PAGE EXCERPT below:

The nerves leading from the muscles to the brain sometimes amplify pain signals to make sure the brain gets the message. “Fast” pain fibers in a large nerve enter the base of the brain from the face. Nerves that transmit information about temperature enter the brain at the same place, and the outgoing cranial nerves VII, IX, and X leave the brain in this region.

These cranial nerves control the front of the face, the sides of the face, and the lower digestive tract. Sims and Stack believe that if these nerves are compressed together, they may engage in cross talk, similar to a short circuit, transferring nerve impulses from one to another, partially bypassing the higher control centers of the brain. The stronger the nerve impulse, the harder it is for the higher levels of the brain — which are the usual targets of drug treatments — to intervene and stop the tic.
Dr. Sims and Dr. Stack treat Tourette Syndrome by relieving the physical pressure on the nerves entering the base of the brain so there is less cross talk. They have developed a plastic dental appliance they call a neurocranial vertical distractor, which “distracts” the fibers entering the base of the brain from the cross talk of neighboring nerves.

Fitting over the lower teeth, it holds the lower jaw in place so there is less pressure on the base of the brain. Wearing this appliance 24 hours a day reduces symptoms of Tourette disease in adults, as you can see on YouTube. When the proper spacing of the jaws is determined, these dentists report, all tics cease immediately.

Even more promising, however, is the possibility of using this dental appliance in treating younger children who are just beginning to have symptoms of Tourette. The first symptom of Tourette’s usually appears at the age of five, about the same time the skull grows tight over the area where the nerves involved in tics enter and exit the brain. The first tics usually involve the eyes.

Let me go on to say that, similar to the controversy over Brain Balance — a $6,000 program that promises to alleviate tics and other symptoms based on rewiring the brain through diet and specifically targeted exercises — there is a lot to be skeptical about when it comes to Dr. Sims and Dr. Stack.

There’s not enough substantiated evidence that this works!” people say. “So what if some people say it works. These guys could be quacks!”

My response to these doubts is the same I give about Brain Balance, “Western Medical doctors are quick to hand out pills to kids to dull their brains and their tics, and those sometimes don’t work. In fact, no doctor even knows why a kid develops TS, so why is their pill more valid than an alternative treatment?...

So that’s my question to you all: Would you take a chance on something if you weren’t 100 percent sure why it worked but it worked? And it was noninvasive?

My husband wouldn’t. We are night and day on this issue. While I admit I want “a cure” as much for me as my son (who really could care less) it seems nuts to my darling mate. I think often about my experience with my chiropractic kinesiologist: Rex had no idea how Dr. Carroll could place some vials on my kid’s chest and tell me what he was allergic to. But by golly, one traumatic and expensive blood test trip to the doctor confirmed the exact same results.

Search YouTube under "tourette stack".  There are numerous videos available.

1 comment:

  1. My response to the parent who first informed me of this treatment: The neurocranial vertical distractor treatment seems to work in Vienna, Virginia. Funny, after all these years such a remarkably successful treatment is not being used by everyone. Dr. Stack and Dr. Sims wrote a paper on this in 2010, but neither has added anything to the medical literature since that time. This, I suspect is one of many alternative approaches to tic treatment that produce amazing videos and have testimonials galore. If they are, indeed, so good and effective, why is everyone not using them?

End of PAGE EXCERPT.
LISTED RECORDS below:

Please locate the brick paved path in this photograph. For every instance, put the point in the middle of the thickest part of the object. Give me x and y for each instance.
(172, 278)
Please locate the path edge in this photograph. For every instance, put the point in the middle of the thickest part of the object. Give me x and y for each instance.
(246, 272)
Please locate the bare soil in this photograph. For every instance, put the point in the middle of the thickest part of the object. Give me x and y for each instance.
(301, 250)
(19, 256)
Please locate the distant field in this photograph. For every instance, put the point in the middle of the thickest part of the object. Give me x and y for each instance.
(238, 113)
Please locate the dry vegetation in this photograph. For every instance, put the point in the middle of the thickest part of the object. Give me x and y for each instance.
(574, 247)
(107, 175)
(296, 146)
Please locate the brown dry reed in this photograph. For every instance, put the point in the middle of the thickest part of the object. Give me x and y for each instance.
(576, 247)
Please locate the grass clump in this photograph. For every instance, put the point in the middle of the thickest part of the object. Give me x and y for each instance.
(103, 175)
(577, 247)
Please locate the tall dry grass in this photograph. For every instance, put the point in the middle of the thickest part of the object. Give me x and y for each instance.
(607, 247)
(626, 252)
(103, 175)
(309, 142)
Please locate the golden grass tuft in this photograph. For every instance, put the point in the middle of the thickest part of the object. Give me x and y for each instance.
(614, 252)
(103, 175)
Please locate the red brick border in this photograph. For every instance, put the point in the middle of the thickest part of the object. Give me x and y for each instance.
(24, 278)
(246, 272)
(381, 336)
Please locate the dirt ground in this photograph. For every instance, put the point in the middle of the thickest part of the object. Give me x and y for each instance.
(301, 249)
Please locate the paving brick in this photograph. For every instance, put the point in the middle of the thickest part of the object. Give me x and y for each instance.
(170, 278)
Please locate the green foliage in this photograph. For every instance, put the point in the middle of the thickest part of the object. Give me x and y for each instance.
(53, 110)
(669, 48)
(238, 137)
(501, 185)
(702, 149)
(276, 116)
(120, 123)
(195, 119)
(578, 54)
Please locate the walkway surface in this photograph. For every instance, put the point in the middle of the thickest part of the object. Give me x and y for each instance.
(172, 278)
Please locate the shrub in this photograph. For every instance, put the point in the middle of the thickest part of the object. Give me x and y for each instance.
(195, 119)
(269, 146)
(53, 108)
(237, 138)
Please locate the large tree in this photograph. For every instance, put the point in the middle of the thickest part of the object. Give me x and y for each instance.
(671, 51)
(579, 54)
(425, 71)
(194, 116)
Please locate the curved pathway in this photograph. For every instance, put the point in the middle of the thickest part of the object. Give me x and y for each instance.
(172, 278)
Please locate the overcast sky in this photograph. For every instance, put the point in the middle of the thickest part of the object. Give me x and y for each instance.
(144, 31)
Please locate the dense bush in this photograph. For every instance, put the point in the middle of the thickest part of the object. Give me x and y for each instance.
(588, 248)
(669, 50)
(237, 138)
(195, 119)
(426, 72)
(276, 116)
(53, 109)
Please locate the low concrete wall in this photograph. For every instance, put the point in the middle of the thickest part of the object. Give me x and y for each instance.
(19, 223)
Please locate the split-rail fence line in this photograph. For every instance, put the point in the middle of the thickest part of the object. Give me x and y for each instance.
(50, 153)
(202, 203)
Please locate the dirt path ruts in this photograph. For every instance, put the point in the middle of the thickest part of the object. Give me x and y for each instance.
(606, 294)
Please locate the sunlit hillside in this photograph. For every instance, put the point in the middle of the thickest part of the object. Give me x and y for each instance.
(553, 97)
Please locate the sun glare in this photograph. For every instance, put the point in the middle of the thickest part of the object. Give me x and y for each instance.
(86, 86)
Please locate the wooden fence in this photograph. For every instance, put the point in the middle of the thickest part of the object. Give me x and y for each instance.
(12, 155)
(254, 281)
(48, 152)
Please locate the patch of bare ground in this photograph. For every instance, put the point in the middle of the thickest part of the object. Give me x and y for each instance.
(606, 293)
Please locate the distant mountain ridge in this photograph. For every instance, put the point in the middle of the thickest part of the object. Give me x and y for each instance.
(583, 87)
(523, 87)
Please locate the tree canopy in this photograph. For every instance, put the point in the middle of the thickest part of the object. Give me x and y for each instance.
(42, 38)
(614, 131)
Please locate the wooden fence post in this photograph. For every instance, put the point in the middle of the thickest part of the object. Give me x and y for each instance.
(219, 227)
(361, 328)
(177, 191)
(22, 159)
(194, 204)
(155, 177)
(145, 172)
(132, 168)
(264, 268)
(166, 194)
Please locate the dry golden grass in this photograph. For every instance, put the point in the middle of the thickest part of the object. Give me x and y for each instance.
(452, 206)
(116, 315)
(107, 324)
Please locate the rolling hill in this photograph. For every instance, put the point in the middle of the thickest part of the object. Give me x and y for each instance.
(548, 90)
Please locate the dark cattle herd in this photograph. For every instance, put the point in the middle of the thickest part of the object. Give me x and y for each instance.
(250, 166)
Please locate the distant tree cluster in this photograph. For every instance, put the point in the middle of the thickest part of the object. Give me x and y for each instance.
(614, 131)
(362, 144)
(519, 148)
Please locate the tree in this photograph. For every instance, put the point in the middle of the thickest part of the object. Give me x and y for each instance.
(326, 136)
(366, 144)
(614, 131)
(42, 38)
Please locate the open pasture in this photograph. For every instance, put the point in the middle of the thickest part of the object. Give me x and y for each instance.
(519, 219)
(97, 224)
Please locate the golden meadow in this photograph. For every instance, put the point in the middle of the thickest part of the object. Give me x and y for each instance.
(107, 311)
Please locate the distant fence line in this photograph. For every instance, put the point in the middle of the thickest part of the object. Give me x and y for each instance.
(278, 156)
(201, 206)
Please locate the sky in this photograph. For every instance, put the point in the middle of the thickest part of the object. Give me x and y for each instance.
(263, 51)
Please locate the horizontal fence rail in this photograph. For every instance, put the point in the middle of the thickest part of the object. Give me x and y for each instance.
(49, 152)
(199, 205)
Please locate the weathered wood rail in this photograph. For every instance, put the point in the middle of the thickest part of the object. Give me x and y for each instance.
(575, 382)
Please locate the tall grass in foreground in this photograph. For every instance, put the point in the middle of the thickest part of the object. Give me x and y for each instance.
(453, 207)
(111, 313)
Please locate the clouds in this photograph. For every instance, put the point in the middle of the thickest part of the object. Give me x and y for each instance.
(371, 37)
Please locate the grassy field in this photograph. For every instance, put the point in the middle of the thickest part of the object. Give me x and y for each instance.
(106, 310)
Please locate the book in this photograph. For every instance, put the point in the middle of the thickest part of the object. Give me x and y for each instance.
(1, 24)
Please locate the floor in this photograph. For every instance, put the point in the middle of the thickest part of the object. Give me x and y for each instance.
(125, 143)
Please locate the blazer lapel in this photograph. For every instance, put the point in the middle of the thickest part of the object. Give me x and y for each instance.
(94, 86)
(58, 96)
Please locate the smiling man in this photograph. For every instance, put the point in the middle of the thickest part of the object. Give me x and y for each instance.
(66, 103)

End of LISTED RECORDS.

§ **EXERCISE OBJECTIVE**: Return the part of the Tourette Syndrome excerpt from "My response to these" up to and including "it was noninvasive?", copied word for word.

§ **RESPONSE TO THE EXERCISE**:
My response to these doubts is the same I give about Brain Balance, “Western Medical doctors are quick to hand out pills to kids to dull their brains and their tics, and those sometimes don’t work. In fact, no doctor even knows why a kid develops TS, so why is their pill more valid than an alternative treatment?...

So that’s my question to you all: Would you take a chance on something if you weren’t 100 percent sure why it worked but it worked? And it was noninvasive?